PROBLEM DETAILS
Below are some entries. Copy each line in them that holds "water".

[Images for object localization]
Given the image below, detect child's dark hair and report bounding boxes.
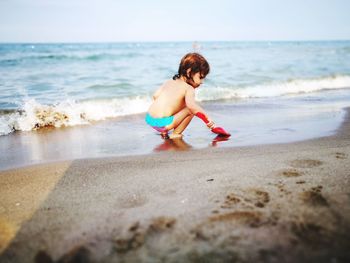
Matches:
[173,53,210,84]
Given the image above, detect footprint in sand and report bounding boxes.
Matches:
[300,186,328,207]
[115,231,145,253]
[209,211,263,227]
[149,216,177,232]
[335,152,347,159]
[290,159,323,168]
[114,216,176,253]
[271,181,293,196]
[192,210,264,241]
[194,191,278,241]
[219,189,270,209]
[246,189,270,208]
[219,193,241,209]
[279,168,303,177]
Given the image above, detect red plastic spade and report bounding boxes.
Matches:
[211,126,231,137]
[195,112,231,137]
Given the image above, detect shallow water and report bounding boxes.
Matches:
[1,41,350,170]
[1,41,350,136]
[0,89,348,171]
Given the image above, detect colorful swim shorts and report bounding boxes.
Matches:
[145,113,174,133]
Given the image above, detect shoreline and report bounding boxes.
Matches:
[0,97,347,172]
[0,108,349,262]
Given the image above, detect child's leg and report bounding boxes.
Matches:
[173,114,193,135]
[165,107,193,137]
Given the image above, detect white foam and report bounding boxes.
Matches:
[0,96,151,136]
[197,75,350,101]
[0,115,14,136]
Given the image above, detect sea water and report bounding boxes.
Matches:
[0,41,350,169]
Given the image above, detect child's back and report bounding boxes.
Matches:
[148,79,189,118]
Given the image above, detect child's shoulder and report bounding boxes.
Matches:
[163,79,174,86]
[162,79,185,89]
[166,79,192,90]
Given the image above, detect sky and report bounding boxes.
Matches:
[0,0,349,43]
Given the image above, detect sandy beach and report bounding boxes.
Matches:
[0,107,350,262]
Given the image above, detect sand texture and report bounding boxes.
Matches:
[0,109,350,263]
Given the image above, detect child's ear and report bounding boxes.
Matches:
[186,68,192,78]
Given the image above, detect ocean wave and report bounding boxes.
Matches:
[0,55,72,65]
[196,75,350,101]
[1,75,350,136]
[0,97,151,136]
[0,52,142,65]
[87,82,134,91]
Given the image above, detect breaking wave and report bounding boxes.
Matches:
[1,75,350,136]
[0,97,151,136]
[197,75,350,101]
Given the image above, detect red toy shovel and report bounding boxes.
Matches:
[211,126,231,137]
[195,112,231,137]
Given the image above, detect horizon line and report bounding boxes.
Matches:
[0,39,349,44]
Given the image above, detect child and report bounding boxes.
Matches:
[145,52,228,139]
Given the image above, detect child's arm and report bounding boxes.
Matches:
[185,87,231,136]
[185,88,215,129]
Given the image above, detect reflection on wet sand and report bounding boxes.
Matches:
[211,135,231,147]
[153,135,231,152]
[153,137,192,152]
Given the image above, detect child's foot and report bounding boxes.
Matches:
[161,133,170,139]
[169,133,183,139]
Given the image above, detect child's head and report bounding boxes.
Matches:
[173,53,210,88]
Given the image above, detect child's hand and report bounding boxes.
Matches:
[195,112,215,129]
[207,120,215,129]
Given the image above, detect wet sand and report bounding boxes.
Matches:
[0,95,346,171]
[0,108,350,262]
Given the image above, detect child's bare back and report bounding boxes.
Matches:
[148,79,189,118]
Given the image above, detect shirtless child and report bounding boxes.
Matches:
[146,53,229,139]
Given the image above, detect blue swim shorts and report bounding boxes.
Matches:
[145,113,174,132]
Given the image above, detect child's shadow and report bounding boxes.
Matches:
[153,137,192,152]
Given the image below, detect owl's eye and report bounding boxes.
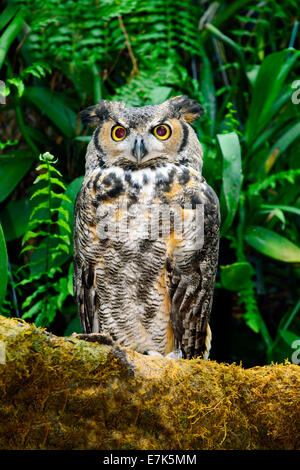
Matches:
[111,125,127,141]
[153,124,171,140]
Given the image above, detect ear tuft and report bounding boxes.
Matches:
[80,105,102,126]
[80,100,126,126]
[168,95,204,123]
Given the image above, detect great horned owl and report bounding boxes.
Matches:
[74,96,220,359]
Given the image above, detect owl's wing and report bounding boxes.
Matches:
[168,181,220,359]
[73,188,99,334]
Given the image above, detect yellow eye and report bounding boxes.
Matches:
[112,125,127,141]
[153,124,171,140]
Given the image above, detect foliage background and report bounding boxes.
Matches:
[0,0,299,367]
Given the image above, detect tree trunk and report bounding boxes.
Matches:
[0,316,299,450]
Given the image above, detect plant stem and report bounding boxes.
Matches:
[281,299,300,332]
[204,23,246,70]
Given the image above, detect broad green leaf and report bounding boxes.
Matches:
[0,222,8,307]
[245,226,300,263]
[220,262,255,291]
[246,49,300,145]
[0,8,24,71]
[0,150,35,202]
[247,89,292,158]
[264,122,300,173]
[59,176,84,236]
[217,132,243,236]
[0,198,31,241]
[24,87,77,138]
[199,46,216,136]
[0,4,20,30]
[279,329,299,347]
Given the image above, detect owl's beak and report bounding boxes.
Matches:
[132,136,148,163]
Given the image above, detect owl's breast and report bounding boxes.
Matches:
[78,164,206,250]
[84,163,203,205]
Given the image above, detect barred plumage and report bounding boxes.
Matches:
[74,96,220,359]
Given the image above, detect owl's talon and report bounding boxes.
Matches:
[165,349,183,359]
[71,332,114,346]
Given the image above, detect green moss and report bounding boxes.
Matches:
[0,316,299,450]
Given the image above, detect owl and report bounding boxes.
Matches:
[73,96,220,359]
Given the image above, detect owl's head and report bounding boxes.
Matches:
[80,96,204,172]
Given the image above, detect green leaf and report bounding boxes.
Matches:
[246,64,260,86]
[279,299,300,333]
[56,219,71,233]
[22,230,49,245]
[74,136,92,142]
[67,263,74,296]
[59,176,84,237]
[246,49,300,145]
[217,132,243,236]
[199,46,216,136]
[36,163,63,176]
[22,285,47,309]
[279,329,299,347]
[148,86,172,105]
[264,122,300,173]
[0,4,20,30]
[220,262,255,291]
[0,150,35,203]
[0,222,8,307]
[243,310,261,334]
[0,7,25,71]
[245,226,300,263]
[0,198,31,241]
[22,300,43,320]
[6,77,25,97]
[24,87,77,138]
[260,204,300,217]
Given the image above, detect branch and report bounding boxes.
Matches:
[0,316,299,450]
[118,16,139,77]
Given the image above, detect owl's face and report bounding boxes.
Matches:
[80,96,204,171]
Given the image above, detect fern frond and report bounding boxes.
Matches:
[19,152,73,327]
[248,169,300,196]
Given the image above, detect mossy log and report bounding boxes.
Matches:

WRITTEN SOLUTION
Given the image above, detect shallow water and report bounding boxes.
Given the image above, detect sea water and report bounding boxes.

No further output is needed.